_Task item:_
Search the entries for the word "mountain". Copy every line where it turns up.

_Source data:_
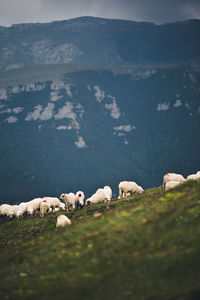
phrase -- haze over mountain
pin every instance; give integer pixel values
(90, 101)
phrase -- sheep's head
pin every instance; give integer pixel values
(62, 196)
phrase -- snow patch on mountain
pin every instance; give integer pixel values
(47, 113)
(163, 106)
(45, 52)
(113, 107)
(123, 129)
(99, 94)
(66, 112)
(59, 85)
(64, 127)
(12, 119)
(35, 115)
(54, 96)
(80, 143)
(178, 103)
(141, 74)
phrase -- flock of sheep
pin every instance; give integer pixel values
(45, 205)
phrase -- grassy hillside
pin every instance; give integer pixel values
(145, 247)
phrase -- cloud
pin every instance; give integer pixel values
(157, 11)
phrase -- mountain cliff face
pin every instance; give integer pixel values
(88, 40)
(66, 127)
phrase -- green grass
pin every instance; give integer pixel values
(145, 247)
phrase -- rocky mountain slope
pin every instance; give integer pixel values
(66, 127)
(145, 247)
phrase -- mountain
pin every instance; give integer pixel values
(146, 247)
(89, 40)
(66, 127)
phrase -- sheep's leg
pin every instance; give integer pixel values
(120, 193)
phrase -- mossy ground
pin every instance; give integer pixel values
(145, 247)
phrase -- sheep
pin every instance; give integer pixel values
(131, 187)
(171, 184)
(22, 209)
(172, 177)
(44, 207)
(53, 202)
(99, 196)
(193, 176)
(62, 206)
(62, 221)
(108, 193)
(70, 200)
(8, 210)
(33, 206)
(79, 198)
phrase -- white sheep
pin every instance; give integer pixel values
(62, 206)
(173, 177)
(8, 210)
(53, 202)
(171, 184)
(44, 207)
(70, 200)
(99, 196)
(193, 176)
(33, 206)
(62, 221)
(22, 209)
(126, 187)
(79, 198)
(108, 193)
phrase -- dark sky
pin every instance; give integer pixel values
(157, 11)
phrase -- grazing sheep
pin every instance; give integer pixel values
(193, 176)
(33, 206)
(22, 210)
(99, 196)
(62, 206)
(53, 202)
(108, 193)
(171, 184)
(70, 200)
(79, 198)
(129, 187)
(8, 210)
(172, 177)
(62, 221)
(44, 207)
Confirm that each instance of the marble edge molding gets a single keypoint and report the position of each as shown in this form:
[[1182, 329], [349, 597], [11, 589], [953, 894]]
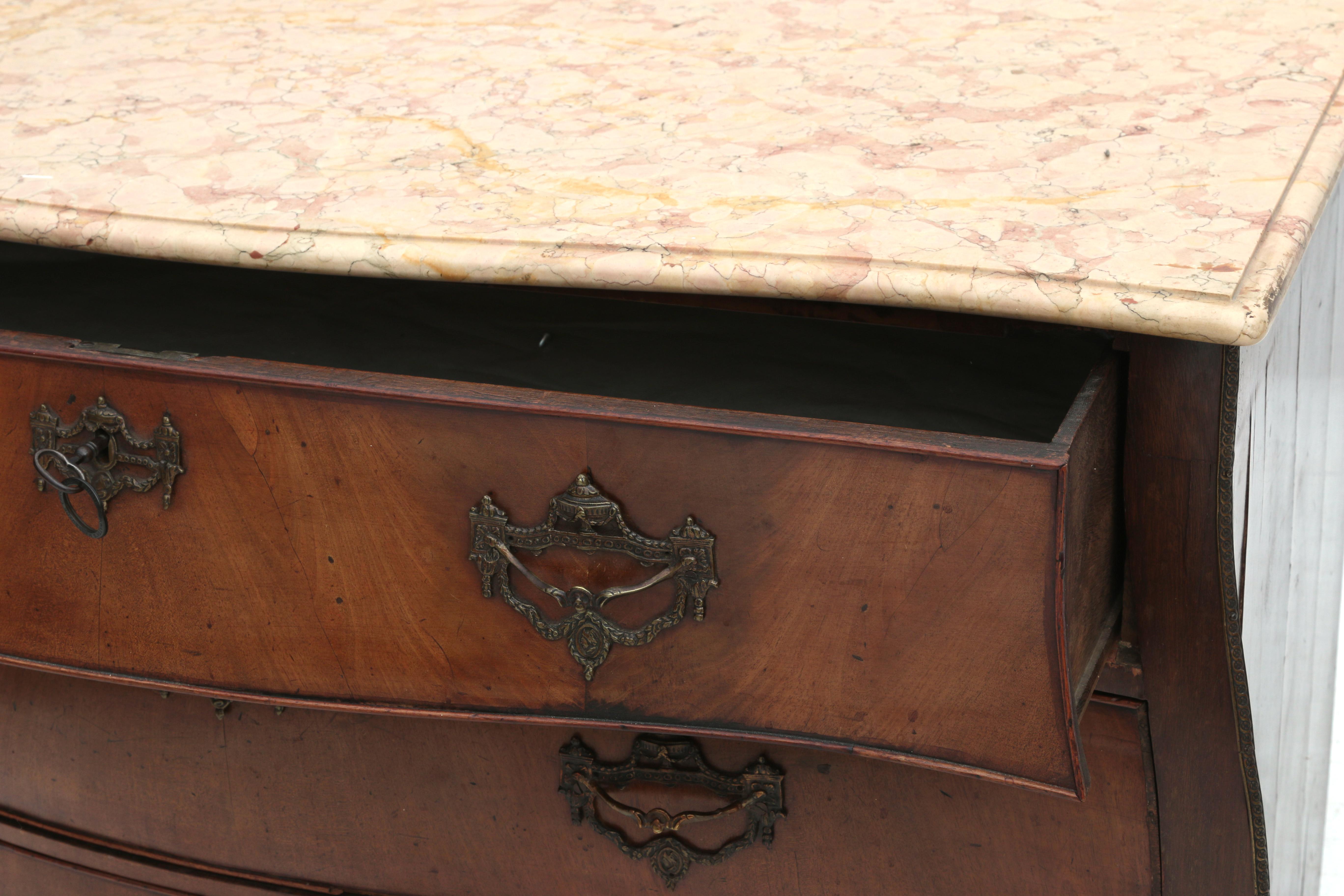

_Solved exercise:_
phrase -- haze over mountain
phrase -- snow patch on mountain
phrase -- mountain cliff face
phrase -- rocky mountain slope
phrase -- mountain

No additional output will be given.